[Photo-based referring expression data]
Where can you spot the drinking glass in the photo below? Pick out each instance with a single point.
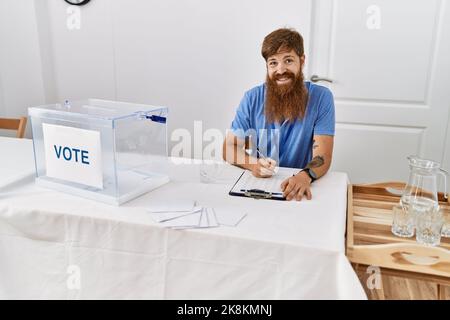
(403, 221)
(428, 227)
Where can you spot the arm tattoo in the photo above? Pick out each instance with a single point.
(315, 145)
(316, 162)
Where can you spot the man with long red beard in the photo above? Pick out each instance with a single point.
(286, 120)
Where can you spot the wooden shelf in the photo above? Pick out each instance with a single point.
(370, 241)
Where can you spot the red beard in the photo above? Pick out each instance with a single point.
(285, 102)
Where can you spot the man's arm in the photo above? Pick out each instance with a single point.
(300, 184)
(233, 151)
(322, 155)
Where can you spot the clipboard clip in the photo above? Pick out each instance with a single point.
(258, 194)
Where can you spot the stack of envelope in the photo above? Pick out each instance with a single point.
(187, 214)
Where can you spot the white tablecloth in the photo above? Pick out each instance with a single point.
(281, 250)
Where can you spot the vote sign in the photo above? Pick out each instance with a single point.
(73, 154)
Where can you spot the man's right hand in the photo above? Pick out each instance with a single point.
(264, 168)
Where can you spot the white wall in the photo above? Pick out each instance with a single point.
(196, 57)
(21, 83)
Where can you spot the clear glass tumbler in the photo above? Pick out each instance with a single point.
(446, 227)
(403, 221)
(429, 227)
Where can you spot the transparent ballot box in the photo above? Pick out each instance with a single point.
(102, 150)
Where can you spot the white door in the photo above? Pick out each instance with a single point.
(390, 66)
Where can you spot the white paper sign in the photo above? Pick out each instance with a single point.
(73, 154)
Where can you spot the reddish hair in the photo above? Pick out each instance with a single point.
(282, 40)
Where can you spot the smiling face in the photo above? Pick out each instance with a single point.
(286, 95)
(284, 67)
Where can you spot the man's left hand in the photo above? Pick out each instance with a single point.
(297, 186)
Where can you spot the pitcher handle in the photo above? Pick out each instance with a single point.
(445, 174)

◆ **ACTION ITEM**: Output all the records above again exactly, with the pictures dropped.

◆ **SOLUTION TO THIS TASK**:
Where can you spot the drinking glass in the photo below? Pick out each instance with a single point.
(403, 221)
(428, 227)
Where can you spot the arm tattoo in the photo above? Pick out each instance with a single point.
(315, 145)
(316, 162)
Where can you spot the man with long red beard in the photo above? Pick out each instance with a single point.
(286, 120)
Where can you spot the wooden shelf in the photo above? Pick out each instance with a single point.
(370, 241)
Where can you spot the red beard in the photo above? Pick out each instance with a single point.
(285, 102)
Where can you spot the man's arm in the photo above? Pick out each instance with a single point.
(300, 184)
(233, 151)
(322, 155)
Where can you spot the clipboard clip in the photo above? Pick out each instance with a single point.
(258, 194)
Where can you spot the stack of envelope in the photo above? Pick out each instance with a single point.
(187, 214)
Where can you spot the white tablecloth in the photo above? Pick out each instance with a single point.
(281, 250)
Where can you spot the vote sign in the photo above? Pick out each instance with a single point.
(73, 154)
Where can you spot the man's right hand in the photo above? Pick out each instance with a single point.
(264, 168)
Where can you spot the white wall in the photo above? Pick out each instance with a single point.
(196, 57)
(21, 83)
Where can you spot the clear glass tumbler in the photo above? Pick out each instance with a single point.
(446, 227)
(403, 221)
(429, 227)
Where can you spot the transparent ballot box in the photo above? Pick out each instance with a single point.
(102, 150)
Where can you spot the white door in the photo above? Pick out each instance with a single point.
(390, 66)
Where can you spot the white paper sign in the photo above? Pick out each instance with a single point.
(73, 154)
Where can you spot the reddish hair in the photo above? Pick out each instance with a single point.
(282, 40)
Where can you spot the smiling face in the photo above? Pick out each instance with a single point.
(286, 95)
(284, 67)
Where can you spot the man's left hand in the photo above? Pick out each instance with a single point.
(297, 186)
Where can you spot the pitcher handle in the photo above? Pick out each instance with a single point.
(445, 174)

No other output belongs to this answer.